> SHORT PROBLEM:
Update the records from the line containing "point_to SHOULD place one pin on every instance of the hillside" through the end of the records, inclusive, replacing "pin" with "marker" and leaving everything else unchanged. Return only those lines.

-- Begin PROVIDED DATA --

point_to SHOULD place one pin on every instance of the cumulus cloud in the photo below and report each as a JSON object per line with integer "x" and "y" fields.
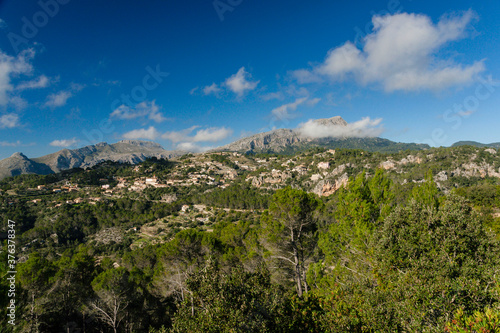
{"x": 64, "y": 143}
{"x": 212, "y": 89}
{"x": 284, "y": 112}
{"x": 58, "y": 99}
{"x": 10, "y": 144}
{"x": 211, "y": 134}
{"x": 150, "y": 134}
{"x": 363, "y": 128}
{"x": 400, "y": 54}
{"x": 9, "y": 120}
{"x": 192, "y": 147}
{"x": 145, "y": 109}
{"x": 11, "y": 67}
{"x": 240, "y": 82}
{"x": 40, "y": 82}
{"x": 189, "y": 141}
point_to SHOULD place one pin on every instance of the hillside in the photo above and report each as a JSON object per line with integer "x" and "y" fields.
{"x": 126, "y": 151}
{"x": 217, "y": 225}
{"x": 495, "y": 145}
{"x": 288, "y": 141}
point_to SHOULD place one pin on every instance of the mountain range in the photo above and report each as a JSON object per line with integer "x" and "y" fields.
{"x": 281, "y": 141}
{"x": 126, "y": 151}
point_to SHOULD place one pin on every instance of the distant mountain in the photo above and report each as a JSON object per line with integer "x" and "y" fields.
{"x": 19, "y": 164}
{"x": 495, "y": 145}
{"x": 288, "y": 141}
{"x": 126, "y": 151}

-- End PROVIDED DATA --

> TASK SOLUTION:
point_to SHOULD place one marker on every instance of the hillside in the photo above and report each as a JSON object per line with integer "x" and "y" fields.
{"x": 126, "y": 151}
{"x": 217, "y": 225}
{"x": 495, "y": 145}
{"x": 288, "y": 141}
point_to SHOULD place one marker on every instance of the mountain range in the photo above and report each as a JSON object per line with integer "x" and "y" fields.
{"x": 281, "y": 141}
{"x": 126, "y": 151}
point_to SHOULD place one marker on every instance of the distant mountain in the photo above and report each as a JSON object per line with integer "x" and "y" fields.
{"x": 19, "y": 164}
{"x": 495, "y": 145}
{"x": 288, "y": 141}
{"x": 126, "y": 151}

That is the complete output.